:: Entries provided

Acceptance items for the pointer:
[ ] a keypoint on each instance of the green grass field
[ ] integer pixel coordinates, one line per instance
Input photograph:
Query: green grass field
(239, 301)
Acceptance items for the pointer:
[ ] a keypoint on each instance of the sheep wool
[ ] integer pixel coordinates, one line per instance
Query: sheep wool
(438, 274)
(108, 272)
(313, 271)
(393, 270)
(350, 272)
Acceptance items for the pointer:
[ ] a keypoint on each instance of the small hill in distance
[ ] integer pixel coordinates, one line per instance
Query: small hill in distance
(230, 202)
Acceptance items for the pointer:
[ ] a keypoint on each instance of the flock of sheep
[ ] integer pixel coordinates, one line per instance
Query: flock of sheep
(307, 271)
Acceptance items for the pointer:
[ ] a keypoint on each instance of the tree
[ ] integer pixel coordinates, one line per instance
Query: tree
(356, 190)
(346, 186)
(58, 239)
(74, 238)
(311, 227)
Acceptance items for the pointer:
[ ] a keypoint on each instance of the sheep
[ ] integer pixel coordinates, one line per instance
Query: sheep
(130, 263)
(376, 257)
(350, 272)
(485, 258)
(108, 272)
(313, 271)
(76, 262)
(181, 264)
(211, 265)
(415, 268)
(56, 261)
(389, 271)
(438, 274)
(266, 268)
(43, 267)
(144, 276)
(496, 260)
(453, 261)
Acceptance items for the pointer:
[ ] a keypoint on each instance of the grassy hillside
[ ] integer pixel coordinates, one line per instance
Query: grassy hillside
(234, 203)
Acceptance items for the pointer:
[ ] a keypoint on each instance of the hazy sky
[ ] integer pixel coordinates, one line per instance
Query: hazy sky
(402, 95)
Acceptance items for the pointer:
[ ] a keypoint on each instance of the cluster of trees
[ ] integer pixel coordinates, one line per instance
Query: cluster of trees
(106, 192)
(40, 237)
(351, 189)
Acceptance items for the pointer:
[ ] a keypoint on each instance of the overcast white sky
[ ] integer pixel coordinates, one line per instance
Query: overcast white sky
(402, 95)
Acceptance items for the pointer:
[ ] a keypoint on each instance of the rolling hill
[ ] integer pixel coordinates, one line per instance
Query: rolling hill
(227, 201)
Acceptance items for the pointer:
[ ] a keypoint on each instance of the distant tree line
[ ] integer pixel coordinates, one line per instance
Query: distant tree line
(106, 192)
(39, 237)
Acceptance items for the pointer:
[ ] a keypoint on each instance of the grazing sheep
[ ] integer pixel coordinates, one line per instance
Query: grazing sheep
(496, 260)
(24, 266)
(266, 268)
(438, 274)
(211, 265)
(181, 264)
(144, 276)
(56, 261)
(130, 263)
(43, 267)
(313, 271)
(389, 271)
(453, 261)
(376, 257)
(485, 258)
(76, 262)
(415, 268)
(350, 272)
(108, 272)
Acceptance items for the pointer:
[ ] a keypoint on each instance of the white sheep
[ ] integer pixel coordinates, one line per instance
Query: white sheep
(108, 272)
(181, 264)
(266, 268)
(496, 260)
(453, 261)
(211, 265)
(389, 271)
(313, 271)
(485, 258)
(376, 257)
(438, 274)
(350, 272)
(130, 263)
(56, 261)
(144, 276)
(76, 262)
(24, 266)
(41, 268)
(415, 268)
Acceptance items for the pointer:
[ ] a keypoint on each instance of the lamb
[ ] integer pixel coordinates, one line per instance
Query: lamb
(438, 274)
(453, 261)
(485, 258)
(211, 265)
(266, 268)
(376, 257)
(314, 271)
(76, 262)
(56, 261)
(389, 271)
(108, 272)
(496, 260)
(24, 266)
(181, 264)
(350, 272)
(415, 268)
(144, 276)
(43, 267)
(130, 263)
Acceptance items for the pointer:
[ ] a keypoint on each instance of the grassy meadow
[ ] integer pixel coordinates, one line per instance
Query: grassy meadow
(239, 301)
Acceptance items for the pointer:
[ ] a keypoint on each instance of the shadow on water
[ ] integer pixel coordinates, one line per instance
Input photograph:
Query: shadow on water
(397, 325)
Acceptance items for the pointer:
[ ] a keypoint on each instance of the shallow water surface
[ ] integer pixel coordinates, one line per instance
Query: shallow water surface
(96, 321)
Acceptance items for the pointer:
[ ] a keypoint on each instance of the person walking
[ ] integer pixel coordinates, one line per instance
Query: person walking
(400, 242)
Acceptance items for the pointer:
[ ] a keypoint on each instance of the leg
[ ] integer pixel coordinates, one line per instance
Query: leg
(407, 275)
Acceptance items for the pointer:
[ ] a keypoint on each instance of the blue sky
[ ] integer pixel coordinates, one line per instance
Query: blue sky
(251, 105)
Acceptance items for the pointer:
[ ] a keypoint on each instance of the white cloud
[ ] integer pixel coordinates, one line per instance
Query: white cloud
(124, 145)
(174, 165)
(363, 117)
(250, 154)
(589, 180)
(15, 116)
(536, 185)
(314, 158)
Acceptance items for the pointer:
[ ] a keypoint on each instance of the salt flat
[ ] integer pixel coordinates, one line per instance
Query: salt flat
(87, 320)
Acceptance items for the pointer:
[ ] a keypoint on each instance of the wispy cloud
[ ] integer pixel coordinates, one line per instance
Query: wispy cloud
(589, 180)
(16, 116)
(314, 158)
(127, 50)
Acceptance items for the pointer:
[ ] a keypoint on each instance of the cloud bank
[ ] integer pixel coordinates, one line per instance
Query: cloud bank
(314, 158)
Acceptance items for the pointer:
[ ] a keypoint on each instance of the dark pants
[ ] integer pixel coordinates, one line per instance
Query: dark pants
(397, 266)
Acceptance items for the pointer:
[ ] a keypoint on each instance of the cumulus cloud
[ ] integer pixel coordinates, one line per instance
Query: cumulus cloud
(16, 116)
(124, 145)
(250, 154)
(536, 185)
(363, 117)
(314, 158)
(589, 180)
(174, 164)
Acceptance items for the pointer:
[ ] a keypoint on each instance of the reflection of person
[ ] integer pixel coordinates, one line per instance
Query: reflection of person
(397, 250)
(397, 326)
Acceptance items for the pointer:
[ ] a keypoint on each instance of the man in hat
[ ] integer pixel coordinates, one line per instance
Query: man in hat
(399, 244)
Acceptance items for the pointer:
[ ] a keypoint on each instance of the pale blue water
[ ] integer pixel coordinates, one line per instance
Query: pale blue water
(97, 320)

::::

Task goal » I need each of the entries above printed again exactly.

Answer to this exercise »
Acceptance items for the pointer:
[ ] a keypoint on each instance of the green grass field
[ ] integer pixel coordinates, one line per instance
Input photograph:
Query: green grass field
(239, 301)
Acceptance items for the pointer:
[ ] a keypoint on each instance of the sheep wool
[ ] integer pixel coordinates, one line per instance
Query: sheep wool
(438, 274)
(108, 272)
(313, 271)
(393, 270)
(350, 272)
Acceptance items for the pointer:
[ ] a keypoint on each instance of the small hill in distance
[ ] integer pixel coordinates, one line per instance
Query: small hill in distance
(230, 202)
Acceptance items for the pointer:
[ ] a keypoint on each instance of the flock of sheep
[ ] integer pixel coordinates, one line per instance
Query: flock of sheep
(307, 271)
Acceptance items for the pointer:
[ ] a keypoint on each instance of the tree
[ ] integer pixel coordinates, one line per instance
Query: tree
(356, 190)
(346, 186)
(58, 239)
(74, 238)
(311, 227)
Acceptance items for the pointer:
[ ] a keypoint on each instance of the sheep
[ ] integer pixel coordinates, one line per instance
Query: sheep
(130, 263)
(376, 257)
(350, 272)
(485, 258)
(108, 272)
(313, 271)
(76, 262)
(181, 264)
(211, 265)
(415, 268)
(56, 261)
(389, 271)
(438, 274)
(266, 268)
(43, 267)
(144, 276)
(496, 260)
(453, 261)
Acceptance items for the pointer:
[ ] a keypoint on each instance of the grassy hillside
[ ] integer pixel coordinates, one line per instance
Query: grassy hillside
(234, 203)
Acceptance items for the pointer:
[ ] a keypoint on each instance of the hazy sky
[ ] integer pixel coordinates, one line per instance
Query: hazy sky
(402, 95)
Acceptance items for the pointer:
[ ] a keypoint on each instance of the cluster of trees
[ ] integer pixel coordinates, one line per instance
Query: cluster of trees
(106, 192)
(40, 237)
(351, 189)
Acceptance items for the pointer:
[ ] a keypoint on each instance of the overcast white sky
[ ] integer pixel coordinates, one line per instance
Query: overcast white sky
(402, 95)
Acceptance items for the pointer:
[ ] a keypoint on each instance of the rolling hill
[ ] integer pixel coordinates, one line per instance
Query: rolling hill
(227, 201)
Acceptance items for the pointer:
[ ] a keypoint on each instance of the distant tree line
[ ] integer pixel coordinates, one line per instance
Query: distant tree line
(106, 192)
(39, 237)
Acceptance items for the pointer:
[ ] a keypoint on each instance of the grazing sheep
[ ] integer pixel coordinates, one line per instance
Query: grazing sheep
(496, 260)
(24, 266)
(266, 268)
(438, 274)
(211, 265)
(181, 264)
(144, 276)
(56, 261)
(130, 263)
(43, 267)
(313, 271)
(389, 271)
(453, 261)
(376, 257)
(485, 258)
(76, 262)
(415, 268)
(350, 272)
(108, 272)
Acceptance items for the pointer:
[ ] a keypoint on each instance of the white sheep
[ ] integer pixel coordinates, one line per instance
Query: white sheep
(108, 272)
(181, 264)
(266, 268)
(496, 260)
(453, 261)
(211, 265)
(389, 271)
(313, 271)
(485, 258)
(376, 257)
(438, 274)
(350, 272)
(130, 263)
(56, 261)
(144, 276)
(76, 262)
(24, 266)
(41, 268)
(415, 268)
Acceptance items for the pointer:
[ ] a keypoint on each instance of the lamb
[ ] integer pixel coordinates, one line per instance
Query: lamb
(438, 274)
(453, 261)
(485, 258)
(211, 265)
(266, 268)
(376, 257)
(314, 271)
(76, 262)
(56, 261)
(389, 271)
(108, 272)
(496, 260)
(24, 266)
(181, 264)
(350, 272)
(415, 268)
(144, 276)
(43, 267)
(130, 263)
Acceptance items for the pointer:
[ ] a keypoint on each instance of the grassy meadow
[ ] integer pixel coordinates, one line per instance
Query: grassy meadow
(239, 301)
Acceptance items for the pointer:
[ ] a keypoint on each instance of the shadow on water
[ ] integer pixel coordinates, one line per instance
Input photograph:
Query: shadow on water
(397, 325)
Acceptance items for the pointer:
[ ] a keypoint on each instance of the shallow water surface
[ ] integer pixel coordinates, one line per instance
Query: shallow water surface
(96, 321)
Acceptance items for the pointer:
[ ] a keypoint on each instance of the person walking
[ ] integer pixel coordinates, one line per instance
Query: person walking
(400, 242)
Acceptance items for the pointer:
[ ] a keypoint on each instance of the leg
[ ] integer pixel coordinates, one line per instance
Query: leg
(407, 275)
Acceptance items for the pointer:
[ ] a keypoint on each instance of the blue sky
[ ] integer pixel coordinates, one line per instance
Query: blue sky
(251, 105)
Acceptance items for the pointer:
[ ] a keypoint on each instance of the white cloud
[ ] integer pixel coordinates, one line per instance
Query: white cloud
(124, 145)
(174, 165)
(363, 117)
(250, 154)
(589, 180)
(15, 116)
(536, 185)
(314, 158)
Acceptance items for the pointer:
[ ] a keypoint on each instance of the salt flat
[ ] integer pixel coordinates, one line per instance
Query: salt flat
(87, 320)
Acceptance items for the pointer:
[ ] a keypoint on each instance of the wispy cloud
[ ] integer pixel coordinates, one line per instance
Query: wispy cloud
(589, 180)
(16, 116)
(314, 158)
(127, 50)
Acceptance items for the pointer:
[ ] a keypoint on each instance of the cloud bank
[ ] integer pixel coordinates, one line per instance
Query: cloud bank
(314, 158)
Acceptance items for the pointer:
[ ] a keypoint on each instance of the dark pants
[ ] integer pixel coordinates, one line per instance
Query: dark pants
(397, 266)
Acceptance items for the pointer:
[ ] a keypoint on each instance of the cumulus cloud
[ ] integer pixel coordinates, one line per instance
Query: cumulus cloud
(16, 116)
(124, 145)
(250, 154)
(536, 185)
(363, 117)
(314, 158)
(589, 180)
(174, 164)
Acceptance items for the pointer:
[ ] a keypoint on each instance of the reflection of person
[ ] integer pixel coordinates, one line per instance
Query: reflection of person
(397, 250)
(397, 326)
Acceptance items for the pointer:
[ ] a keypoint on each instance of the man in hat
[ ] integer pixel coordinates, one line per instance
Query: man in hat
(399, 244)
Acceptance items for the pointer:
[ ] a keypoint on each instance of the pale blue water
[ ] integer pixel coordinates, one line per instance
Query: pale blue water
(97, 320)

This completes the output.